**** Material for the task

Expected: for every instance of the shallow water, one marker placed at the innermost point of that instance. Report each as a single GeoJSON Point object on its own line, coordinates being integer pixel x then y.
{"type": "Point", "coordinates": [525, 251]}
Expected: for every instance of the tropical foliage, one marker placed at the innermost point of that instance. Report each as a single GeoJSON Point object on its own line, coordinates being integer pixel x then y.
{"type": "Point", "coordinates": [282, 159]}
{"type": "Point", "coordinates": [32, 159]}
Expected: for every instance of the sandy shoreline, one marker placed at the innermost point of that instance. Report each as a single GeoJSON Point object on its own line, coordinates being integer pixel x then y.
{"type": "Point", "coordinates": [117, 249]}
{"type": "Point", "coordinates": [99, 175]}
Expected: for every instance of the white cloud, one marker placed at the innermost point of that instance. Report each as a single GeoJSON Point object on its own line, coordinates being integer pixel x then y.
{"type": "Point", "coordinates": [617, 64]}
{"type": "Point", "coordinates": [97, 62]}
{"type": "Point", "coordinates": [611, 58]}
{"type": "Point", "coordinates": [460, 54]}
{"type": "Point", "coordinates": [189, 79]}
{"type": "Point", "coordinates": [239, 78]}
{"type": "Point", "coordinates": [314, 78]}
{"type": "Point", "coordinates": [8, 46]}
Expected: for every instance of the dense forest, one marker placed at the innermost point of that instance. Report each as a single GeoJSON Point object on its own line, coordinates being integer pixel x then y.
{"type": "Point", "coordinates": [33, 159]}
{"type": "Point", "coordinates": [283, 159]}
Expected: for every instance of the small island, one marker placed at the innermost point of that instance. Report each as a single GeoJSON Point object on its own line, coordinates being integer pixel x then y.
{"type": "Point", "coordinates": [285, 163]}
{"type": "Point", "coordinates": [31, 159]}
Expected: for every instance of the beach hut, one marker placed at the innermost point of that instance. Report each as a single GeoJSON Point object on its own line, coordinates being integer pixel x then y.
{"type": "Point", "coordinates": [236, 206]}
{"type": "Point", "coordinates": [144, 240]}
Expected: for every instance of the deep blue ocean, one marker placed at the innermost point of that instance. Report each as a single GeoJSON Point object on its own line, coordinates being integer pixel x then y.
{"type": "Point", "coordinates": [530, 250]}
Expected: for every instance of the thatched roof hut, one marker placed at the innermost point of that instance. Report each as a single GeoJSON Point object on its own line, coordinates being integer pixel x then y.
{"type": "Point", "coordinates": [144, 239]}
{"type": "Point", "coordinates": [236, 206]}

********
**** Material for the task

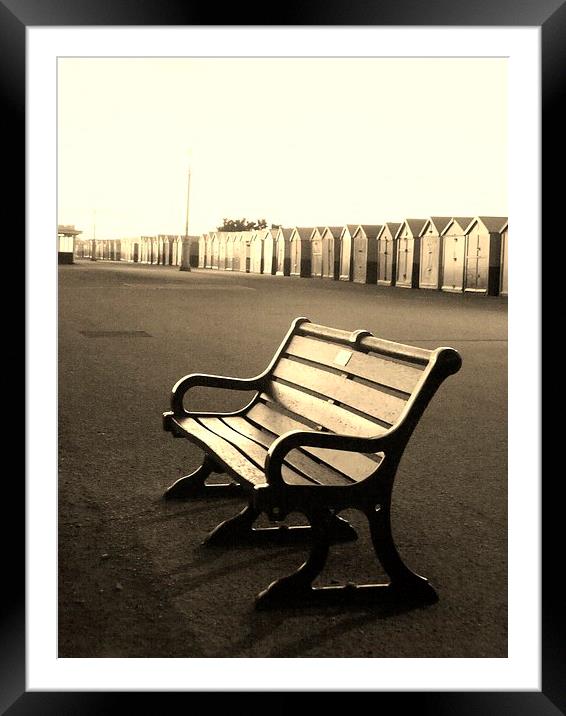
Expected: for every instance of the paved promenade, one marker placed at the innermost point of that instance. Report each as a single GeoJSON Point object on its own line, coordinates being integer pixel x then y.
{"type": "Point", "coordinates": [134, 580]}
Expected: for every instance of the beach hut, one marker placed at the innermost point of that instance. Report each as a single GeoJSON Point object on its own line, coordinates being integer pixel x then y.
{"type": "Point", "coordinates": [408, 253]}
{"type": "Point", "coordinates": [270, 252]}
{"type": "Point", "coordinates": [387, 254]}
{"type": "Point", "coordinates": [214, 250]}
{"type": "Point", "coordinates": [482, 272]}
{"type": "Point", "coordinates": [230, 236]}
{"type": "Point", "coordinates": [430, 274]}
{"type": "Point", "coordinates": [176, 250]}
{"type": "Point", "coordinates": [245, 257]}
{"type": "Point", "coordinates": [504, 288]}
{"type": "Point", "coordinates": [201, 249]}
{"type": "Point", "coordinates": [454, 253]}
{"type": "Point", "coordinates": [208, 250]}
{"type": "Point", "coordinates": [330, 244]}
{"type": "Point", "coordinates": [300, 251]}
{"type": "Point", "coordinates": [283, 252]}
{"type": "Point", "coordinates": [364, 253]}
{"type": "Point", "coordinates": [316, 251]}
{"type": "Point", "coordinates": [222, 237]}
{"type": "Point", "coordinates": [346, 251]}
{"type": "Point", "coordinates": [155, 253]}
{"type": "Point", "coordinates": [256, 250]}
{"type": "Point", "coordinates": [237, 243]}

********

◆ What to do
Please identify each line in the entries above that contains the word "white" and copy those lines in full.

◆ Task output
Expected: for every instance of the white cloud, one marker placed at the innermost point of that instance. Report each as a single GeoJSON Point object on its own line, coordinates being integer pixel x then y.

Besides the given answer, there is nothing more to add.